* EXERCISE REQUIREMENTS *
Continue the column on state killings and community hope in Trinidad and Tobago, picking up right after its last sentence.

* EXTRACT *

DR GABRIELLE HOSEIN
OUT ON the streets, they call it murder.
Yet, authorities have been deafeningly silent on state violence as the real destruction of law and order. Meanwhile, criminalised and predominantly Afro-Trinidadian communities led the nation in decrying unjust state killings, even as their insistence on all citizens’ rights and humanity was met with tear gas and live bullets.
Seeing mistrust on all sides, I’ve wondered where we find common ground in the midst of national divisions of class, race, geography and party. Thinking even of my own analysis, I asked Akosua Edwards and Nichola Harvey-Mitchell, women recently appointed to lead an official response, what words might bridge those divides with hope.
Akosua responded, “My hope lies in seeing the wider community recognise that we cannot enjoy a decent life in Trinidad and Tobago if so many of our communities feel as if they are ignored.
“The other feeling of hope comes from seeing the talent, potential, heart, fight, the warriors and the longing coming from the members of the community. I know and have seen those who are willing to show up, to lead, to shift. They are there. They can do more with the right support and tools.
“The young warriors are now saying we are no longer accepting victimhood or accepting the stories that we have been hearing about ourselves, we want to create our own story and we are asking for support. If you are unwilling to support us, we will find a way and that way may involve some uncomfortable situations and truths.
“I am hopeful because many of who I call the warriors on the ground want to live a life of dignity and self-respect right here in Trinidad and Tobago. Let’s tap into this want. This moment is urgent and my hope comes from the fact that our responses will be from a space of being grounded and being ready to listen and act. This is not an event; this is a process. A process takes time and support.”
Nichola agreed, “We cannot give up on the young people, the community and the country. We have created and can nurture confident, competent, empowered youth leaders who know their skills, ability and potential. They may question whether they are smart because they didn’t go to the best school, but when you give their raw talent an opportunity to shine, we know that they can be great.
“The people who are protesting must be given an opportunity to express their frustration, but the solution must come in a structured way with timelines and expectations. Others must be patient, because it takes time to transition and we are all humans with different backgrounds, history and environments to live in. You never know until you walk in someone else’s shoes.

* Stored data entries *

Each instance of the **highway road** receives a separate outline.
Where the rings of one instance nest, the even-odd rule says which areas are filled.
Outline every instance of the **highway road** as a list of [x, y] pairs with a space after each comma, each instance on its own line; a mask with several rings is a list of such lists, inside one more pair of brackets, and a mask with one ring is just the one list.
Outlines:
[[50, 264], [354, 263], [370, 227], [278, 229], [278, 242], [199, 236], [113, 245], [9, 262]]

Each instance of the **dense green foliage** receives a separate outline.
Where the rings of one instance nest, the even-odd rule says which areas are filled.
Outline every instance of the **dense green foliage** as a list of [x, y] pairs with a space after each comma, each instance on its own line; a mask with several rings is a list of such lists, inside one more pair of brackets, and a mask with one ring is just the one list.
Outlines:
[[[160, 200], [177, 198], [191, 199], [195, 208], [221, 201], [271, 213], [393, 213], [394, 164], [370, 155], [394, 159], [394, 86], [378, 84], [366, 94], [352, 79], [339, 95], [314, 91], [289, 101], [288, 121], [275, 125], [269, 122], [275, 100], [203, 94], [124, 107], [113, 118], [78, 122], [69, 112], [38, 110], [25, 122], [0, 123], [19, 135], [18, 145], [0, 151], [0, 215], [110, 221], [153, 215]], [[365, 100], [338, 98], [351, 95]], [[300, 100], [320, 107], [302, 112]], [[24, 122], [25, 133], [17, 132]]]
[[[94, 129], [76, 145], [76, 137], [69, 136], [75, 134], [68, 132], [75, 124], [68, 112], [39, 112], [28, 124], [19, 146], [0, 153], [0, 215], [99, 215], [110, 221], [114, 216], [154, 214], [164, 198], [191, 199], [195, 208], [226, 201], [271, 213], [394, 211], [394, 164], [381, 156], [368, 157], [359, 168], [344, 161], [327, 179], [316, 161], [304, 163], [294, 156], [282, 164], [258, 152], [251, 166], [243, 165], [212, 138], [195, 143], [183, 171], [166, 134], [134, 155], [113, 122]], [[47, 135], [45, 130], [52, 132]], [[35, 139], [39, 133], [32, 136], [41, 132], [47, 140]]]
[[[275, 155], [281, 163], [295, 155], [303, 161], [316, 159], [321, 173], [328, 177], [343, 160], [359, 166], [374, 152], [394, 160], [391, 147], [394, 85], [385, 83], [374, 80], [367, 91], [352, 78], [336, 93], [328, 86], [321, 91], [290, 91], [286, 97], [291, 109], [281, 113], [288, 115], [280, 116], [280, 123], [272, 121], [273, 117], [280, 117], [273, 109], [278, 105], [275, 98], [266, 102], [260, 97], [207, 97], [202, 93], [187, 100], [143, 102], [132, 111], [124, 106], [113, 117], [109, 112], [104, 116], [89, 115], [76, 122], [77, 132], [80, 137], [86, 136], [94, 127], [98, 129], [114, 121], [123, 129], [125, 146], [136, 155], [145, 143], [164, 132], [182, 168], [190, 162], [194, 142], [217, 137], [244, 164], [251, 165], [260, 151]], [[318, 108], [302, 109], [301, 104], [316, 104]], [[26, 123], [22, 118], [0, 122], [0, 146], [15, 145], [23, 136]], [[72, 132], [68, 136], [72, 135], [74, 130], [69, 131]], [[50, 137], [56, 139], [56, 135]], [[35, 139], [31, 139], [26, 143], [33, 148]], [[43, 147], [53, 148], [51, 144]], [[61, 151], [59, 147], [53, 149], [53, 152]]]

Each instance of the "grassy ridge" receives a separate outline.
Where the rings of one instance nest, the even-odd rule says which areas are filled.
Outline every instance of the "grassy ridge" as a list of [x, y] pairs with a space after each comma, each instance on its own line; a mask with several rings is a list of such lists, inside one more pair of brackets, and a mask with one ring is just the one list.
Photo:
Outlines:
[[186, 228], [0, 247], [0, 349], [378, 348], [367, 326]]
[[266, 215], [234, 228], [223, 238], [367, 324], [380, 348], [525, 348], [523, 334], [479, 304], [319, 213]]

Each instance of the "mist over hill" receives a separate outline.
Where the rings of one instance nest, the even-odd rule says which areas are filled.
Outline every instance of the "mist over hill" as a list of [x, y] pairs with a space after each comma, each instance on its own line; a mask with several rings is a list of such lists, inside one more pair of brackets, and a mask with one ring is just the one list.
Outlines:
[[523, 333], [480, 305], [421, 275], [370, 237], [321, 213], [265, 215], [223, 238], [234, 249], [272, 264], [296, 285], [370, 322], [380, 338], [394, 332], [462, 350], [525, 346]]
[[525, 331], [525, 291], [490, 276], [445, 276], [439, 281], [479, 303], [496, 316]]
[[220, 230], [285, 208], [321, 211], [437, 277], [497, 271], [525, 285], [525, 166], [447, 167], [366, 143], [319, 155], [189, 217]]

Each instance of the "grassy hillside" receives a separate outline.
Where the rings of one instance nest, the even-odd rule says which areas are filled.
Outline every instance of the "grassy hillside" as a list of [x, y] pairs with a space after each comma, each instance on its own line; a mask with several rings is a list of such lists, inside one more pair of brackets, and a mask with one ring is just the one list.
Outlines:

* WRITTEN ANSWER *
“After we empower children, how do we get them jobs? Change is not immediate. We have to be there for the long haul and sustainability. We need an agreement on what Trinidad and Tobago looks like for all of us, a common vision that keeps us together. As a country we need to have tolerance and patience to make the changes we want to see.”
Tolerance, patience and truth. Dr Rowley blamed 2004 when he was criticised for channelling state funds to “young Africans” and he blamed LifeSport, both of which pointed fingers at the UNC. He didn’t mention that, since the 1961 crash programme, these communities have been subdued by police and kept as dependent safe seats.
He side-stepped how hyper-inflation of CEPEP and URP budgets under Patrick Manning funnelled increased income for illegal guns, and how militarisation of policing, begun from 2002, set the turn to excessive force today. He was silent on Minister Imbert’s defunding of the Citizen Security Programme, which was effectively facilitating greater peace.
These are not under-resourced communities, at least not in comparison to vast swathes of the country, including much of rural Trinidad. However, over decades, money was disbursed in ways that didn’t adequately address trauma, strengthen community autonomy, create the schools that children need, and provide sustainable alternatives to gangs. On the one hand, police violence was the trigger last week. On the other, there have been decades of harm.
With power presenting one reality and the disadvantaged retaliating against another, truth and decency mean that it matters who and what we believe. This generation needs alternatives to deep divisions, and more honest political narratives. If such moral outcry is to matter to us all, hope is necessary.